That's insane. 1hr and 45 left to go, and it's at $1,675.00.

Roger


----------



## lovedr79 (Dec 13, 2016)

sold for 1675. dang! wait until that bad boy gets hung up in the top of a tree


----------



## Jim (Dec 13, 2016)

lovedr79 said:


> sold for 1675. dang! wait until that bad boy gets hung up in the top of a tree



That is just crazy. :roll:


----------



## earl60446 (Dec 14, 2016)

First cast, a pike smashes it, cuts the line and swims away with it in his mouth. Owner spends rest of his vacation fishing the same spot trying to catch same pike.
Tim


----------



## Johnny (Dec 14, 2016)

LOL Earl LOL !!!!! that is exactly what 99% of us would do.
the other 1% would resort to more drastic measures . . . 
dynamite comes to mind also scuba gear and a spear gun

That's funny right there


----------



## lovedr79 (Dec 15, 2016)

earl60446 said:


> First cast, a pike smashes it, cuts the line and swims away with it in his mouth. Owner spends rest of his vacation fishing the same spot trying to catch same pike.
> Tim



EXACTLY! lord help them if the wife finds out how much it cost.


----------



## LDUBS (Dec 15, 2016)

This is so far over the top that I can't find the words.... What am I missing, other than a boatload of unneeded cash, haha.


----------



## Jim (Dec 15, 2016)

LDUBS said:


> This is so far over the top that I can't find the words.... What am I missing, other than a boatload of unneeded cash, haha.


 :LOL2: 

Exactly!


----------



## overboard (Dec 15, 2016)

So now that you have it, what you going to do with it Jim!  :lol: 

Probably see it back on ebay in a few years, as a collectors item for 5k! 
As PT Barnum once said "there's a sucker born every minute"!


----------



## Wyatt (Dec 16, 2016)

I think it should be placed in the next box pass! Lol


----------



## lovedr79 (Dec 16, 2016)

Wyatt said:


> I think it should be placed in the next box pass! Lol



next monthly give away


----------

GIVEN DATA:

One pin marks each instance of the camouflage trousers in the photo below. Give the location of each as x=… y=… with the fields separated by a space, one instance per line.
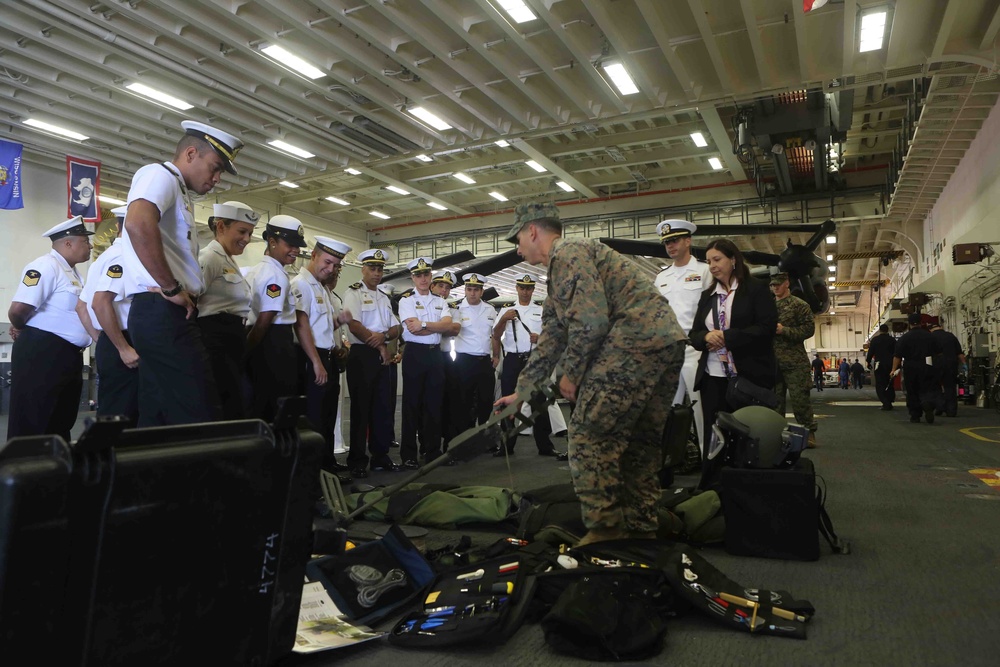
x=797 y=380
x=616 y=432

WORK TO DO:
1: Copy the part of the fishing forum thread from "## overboard (Dec" to "Wyatt (Dec 16, 2016)" word for word.
2: List every username whose post in the fishing forum thread is dated Dec 15, 2016.
The listing has nothing to do with the fishing forum thread.

ANSWERS FOR THIS EXERCISE:
1:
## overboard (Dec 15, 2016)

So now that you have it, what you going to do with it Jim!  :lol: 

Probably see it back on ebay in a few years, as a collectors item for 5k! 
As PT Barnum once said "there's a sucker born every minute"!


----------



## Wyatt (Dec 16, 2016)

2: lovedr79, LDUBS, Jim, overboard